=== Stored dataset items ===
──────────

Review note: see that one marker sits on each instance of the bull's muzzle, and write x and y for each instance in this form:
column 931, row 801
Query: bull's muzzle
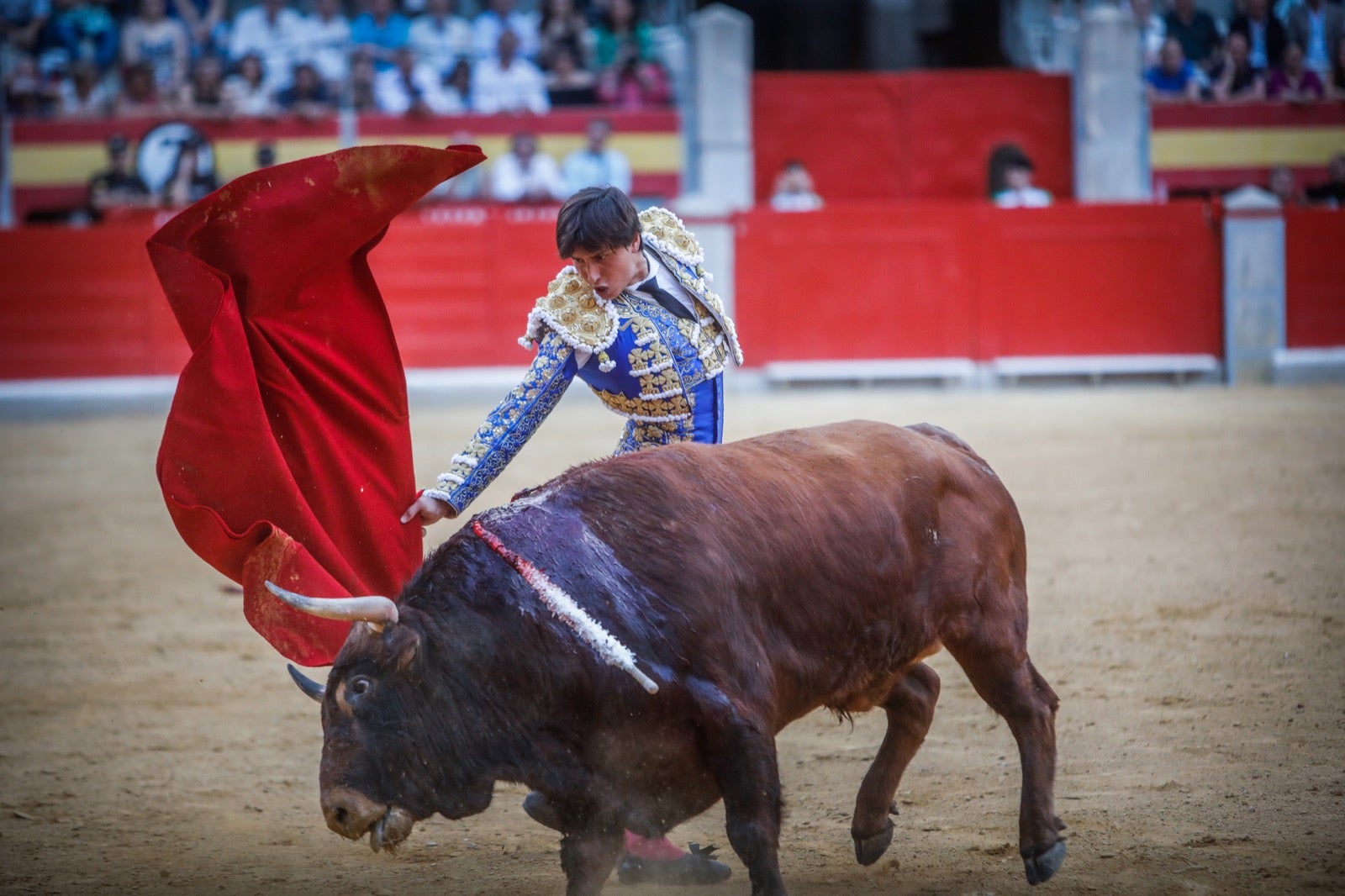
column 351, row 814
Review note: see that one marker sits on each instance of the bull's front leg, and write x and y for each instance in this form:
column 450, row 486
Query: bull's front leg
column 750, row 781
column 588, row 860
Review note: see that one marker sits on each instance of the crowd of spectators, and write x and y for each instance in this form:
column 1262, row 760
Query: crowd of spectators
column 309, row 58
column 1286, row 51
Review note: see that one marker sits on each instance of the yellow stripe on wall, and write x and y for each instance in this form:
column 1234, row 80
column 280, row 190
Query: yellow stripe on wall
column 1243, row 147
column 649, row 152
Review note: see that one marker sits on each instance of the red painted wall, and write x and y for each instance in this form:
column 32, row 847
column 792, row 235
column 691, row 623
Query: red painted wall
column 852, row 282
column 1315, row 257
column 912, row 134
column 968, row 280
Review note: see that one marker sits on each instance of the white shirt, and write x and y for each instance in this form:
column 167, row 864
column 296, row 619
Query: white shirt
column 510, row 181
column 326, row 45
column 584, row 168
column 393, row 96
column 440, row 44
column 521, row 87
column 488, row 29
column 279, row 45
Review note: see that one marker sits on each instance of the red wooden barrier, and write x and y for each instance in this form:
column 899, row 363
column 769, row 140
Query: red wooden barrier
column 911, row 134
column 852, row 282
column 1315, row 256
column 968, row 280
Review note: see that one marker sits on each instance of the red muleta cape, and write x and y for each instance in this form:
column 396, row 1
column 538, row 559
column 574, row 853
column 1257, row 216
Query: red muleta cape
column 287, row 454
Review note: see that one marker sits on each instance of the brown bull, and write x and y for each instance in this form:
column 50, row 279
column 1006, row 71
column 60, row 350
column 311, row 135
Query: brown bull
column 752, row 582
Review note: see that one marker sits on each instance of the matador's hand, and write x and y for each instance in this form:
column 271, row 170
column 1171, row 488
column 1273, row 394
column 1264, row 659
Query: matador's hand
column 430, row 510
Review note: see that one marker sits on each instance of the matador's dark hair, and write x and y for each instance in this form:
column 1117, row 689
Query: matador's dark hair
column 596, row 219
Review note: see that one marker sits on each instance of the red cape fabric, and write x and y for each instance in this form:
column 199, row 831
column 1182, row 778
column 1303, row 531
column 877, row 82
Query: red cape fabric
column 287, row 452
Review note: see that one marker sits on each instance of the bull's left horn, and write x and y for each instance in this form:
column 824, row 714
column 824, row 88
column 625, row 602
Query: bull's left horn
column 307, row 683
column 376, row 609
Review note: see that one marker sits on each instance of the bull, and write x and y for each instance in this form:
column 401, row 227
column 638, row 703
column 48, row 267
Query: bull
column 751, row 582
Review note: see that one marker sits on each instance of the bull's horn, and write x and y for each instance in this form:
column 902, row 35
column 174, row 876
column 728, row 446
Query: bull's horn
column 376, row 609
column 307, row 683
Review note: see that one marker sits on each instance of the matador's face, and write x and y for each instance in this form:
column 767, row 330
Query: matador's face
column 611, row 271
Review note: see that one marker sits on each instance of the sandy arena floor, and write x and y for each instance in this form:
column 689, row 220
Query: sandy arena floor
column 1188, row 584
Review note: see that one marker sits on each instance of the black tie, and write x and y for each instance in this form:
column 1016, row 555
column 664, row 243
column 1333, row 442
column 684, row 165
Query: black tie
column 666, row 299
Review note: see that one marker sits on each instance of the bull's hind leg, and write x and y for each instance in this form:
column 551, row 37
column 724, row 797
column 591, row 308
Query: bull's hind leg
column 910, row 708
column 588, row 860
column 1005, row 678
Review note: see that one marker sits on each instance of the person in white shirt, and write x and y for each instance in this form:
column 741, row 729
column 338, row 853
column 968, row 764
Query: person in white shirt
column 526, row 175
column 272, row 31
column 598, row 165
column 324, row 40
column 499, row 18
column 439, row 37
column 412, row 87
column 510, row 82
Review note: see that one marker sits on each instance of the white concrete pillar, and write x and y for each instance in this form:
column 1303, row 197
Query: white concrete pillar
column 719, row 116
column 1254, row 286
column 1111, row 114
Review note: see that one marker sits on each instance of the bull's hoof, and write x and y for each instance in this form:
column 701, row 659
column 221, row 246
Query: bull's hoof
column 869, row 849
column 1044, row 867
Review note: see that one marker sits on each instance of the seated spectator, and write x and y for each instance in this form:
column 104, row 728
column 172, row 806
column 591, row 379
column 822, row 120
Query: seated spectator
column 620, row 35
column 118, row 186
column 193, row 178
column 1282, row 183
column 1174, row 80
column 20, row 24
column 1263, row 33
column 246, row 91
column 381, row 31
column 457, row 85
column 326, row 42
column 498, row 18
column 564, row 30
column 82, row 94
column 793, row 190
column 275, row 34
column 208, row 24
column 526, row 175
column 1293, row 81
column 1336, row 85
column 1197, row 34
column 1316, row 27
column 1237, row 80
column 161, row 44
column 1152, row 30
column 307, row 96
column 1010, row 179
column 568, row 85
column 509, row 82
column 139, row 96
column 634, row 84
column 266, row 155
column 412, row 87
column 205, row 96
column 464, row 187
column 78, row 30
column 27, row 92
column 440, row 37
column 1331, row 194
column 596, row 165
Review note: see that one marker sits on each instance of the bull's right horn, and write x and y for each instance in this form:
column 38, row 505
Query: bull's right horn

──────────

=== TASK STATEMENT ===
Leave the pictures behind and repeat each entry exactly.

=== EXERCISE OUTPUT ===
Review note: see that one marker sits on each instance of the bull's muzzle, and write x and y for each instance in this form:
column 931, row 801
Query: bull's muzzle
column 351, row 814
Review note: see that one marker sits on each instance of the bull's front leg, and write x and y for each instance in this form:
column 450, row 486
Query: bull's front leg
column 750, row 781
column 588, row 860
Review note: see that one marker sits on each instance of the crowd of spectators, and write x and y for each instance in this form:
column 1262, row 760
Query: crowd of spectators
column 309, row 58
column 1286, row 51
Review note: see that one marker sits on each instance of the yellow stripe on wall, and write x and y for each instance in this form:
column 1234, row 80
column 280, row 190
Query: yellow stripe on wall
column 1243, row 147
column 649, row 152
Review note: see that one marker sits on each instance of the red painted wall, and write x and y for each instance in this form:
column 32, row 847
column 792, row 235
column 691, row 623
Query: red painted wall
column 852, row 282
column 1315, row 257
column 912, row 134
column 968, row 280
Review note: see that one marker sits on each instance of the white shirt, and write x and y for each instance in this form:
column 167, row 864
column 296, row 619
Query: white shirt
column 510, row 181
column 326, row 45
column 584, row 168
column 393, row 96
column 440, row 44
column 521, row 87
column 488, row 29
column 279, row 45
Review note: see that one marker sits on each instance of the red wooden barrier, and write x and y for each instance in this form:
column 899, row 363
column 769, row 140
Query: red wooden barrier
column 911, row 134
column 852, row 282
column 1315, row 256
column 968, row 280
Review note: see that one marker sits on each instance of the red muleta cape, and write x and y for each instance in this form:
column 396, row 1
column 538, row 559
column 574, row 853
column 1257, row 216
Query: red muleta cape
column 287, row 454
Review note: see that one marker sits on each instance of the brown bull, and write x and y for each instance in this form:
column 50, row 279
column 1006, row 71
column 60, row 350
column 311, row 135
Query: brown bull
column 752, row 582
Review note: see that one marker sits on each instance of the matador's hand, and write x and y for each instance in this form:
column 271, row 170
column 1171, row 488
column 1273, row 394
column 1264, row 659
Query: matador's hand
column 430, row 510
Review note: see that one marker sits on each instance of the matador's dark hair, and write x and y for each instance in this form:
column 1117, row 689
Query: matador's dark hair
column 596, row 219
Review note: see that one marker sits on each instance of the red cape fabric, and write x and y for each instance in this form:
column 199, row 831
column 1182, row 778
column 1303, row 531
column 877, row 82
Query: red cape fabric
column 287, row 452
Review note: see that one marker sits on each instance of the bull's left horn, and write x and y for each instance in this form:
column 824, row 714
column 824, row 88
column 625, row 602
Query: bull's left horn
column 307, row 683
column 376, row 609
Review note: see that one marker sits on each instance of the bull, and write x and y for each instance in this form:
column 401, row 227
column 638, row 703
column 48, row 267
Query: bull
column 751, row 582
Review note: see that one marker sits on each instance of the bull's horn, and write x and y for each instance in this form:
column 902, row 35
column 174, row 876
column 728, row 446
Query: bull's horn
column 376, row 609
column 307, row 683
Review note: see that one marker sits on each instance of the matador's face, and write x and y for each instance in this form:
column 767, row 330
Query: matador's face
column 611, row 271
Review note: see that one marker sits on each instance of the sandy arena floor, and write x and y for each instance in this form:
column 689, row 220
Query: sandy arena floor
column 1188, row 584
Review note: see that one marker sits on each instance of the black tie, and write x and y for each instance in this form:
column 1016, row 555
column 664, row 243
column 1333, row 442
column 684, row 165
Query: black tie
column 666, row 299
Review note: see that one marker sits on each instance of the bull's hind leg, and write x and y for each instance in this form:
column 551, row 37
column 724, row 797
column 591, row 308
Query: bull's hind leg
column 910, row 708
column 588, row 860
column 1005, row 678
Review note: see that one marker sits on each instance of the person in white shirt, and write x and y for each instance in this form:
column 741, row 729
column 338, row 853
column 968, row 764
Query: person in white shirt
column 526, row 175
column 272, row 31
column 598, row 165
column 324, row 40
column 499, row 18
column 439, row 37
column 412, row 87
column 510, row 82
Review note: see that one marker sits on each instance of the white concrete pillar, and write x and y for each instance in this form:
column 1303, row 197
Query: white concrete pillar
column 719, row 116
column 1254, row 286
column 1111, row 114
Review note: see that one marker sits on each instance of the bull's hoof, and write x and y for each instance in this form:
column 701, row 659
column 221, row 246
Query: bull's hoof
column 869, row 849
column 1044, row 867
Review note: see that one marker sits on each instance of the seated spectator, and write x and y for each instance in this form:
column 104, row 728
column 172, row 806
column 591, row 379
column 822, row 120
Query: seated spectator
column 620, row 35
column 118, row 186
column 193, row 178
column 1282, row 183
column 1174, row 80
column 20, row 24
column 1263, row 33
column 246, row 91
column 381, row 31
column 457, row 85
column 326, row 42
column 498, row 18
column 564, row 30
column 82, row 94
column 793, row 190
column 275, row 34
column 208, row 24
column 526, row 175
column 1293, row 81
column 1336, row 85
column 1197, row 34
column 1316, row 27
column 1237, row 80
column 161, row 44
column 1152, row 30
column 307, row 96
column 1010, row 179
column 568, row 85
column 509, row 82
column 139, row 96
column 634, row 84
column 266, row 155
column 412, row 87
column 205, row 96
column 464, row 187
column 78, row 30
column 27, row 92
column 440, row 37
column 1331, row 194
column 596, row 165
Review note: see that one marker sits on each instance of the bull's right horn, and write x and y for each instance in this form:
column 38, row 505
Query: bull's right horn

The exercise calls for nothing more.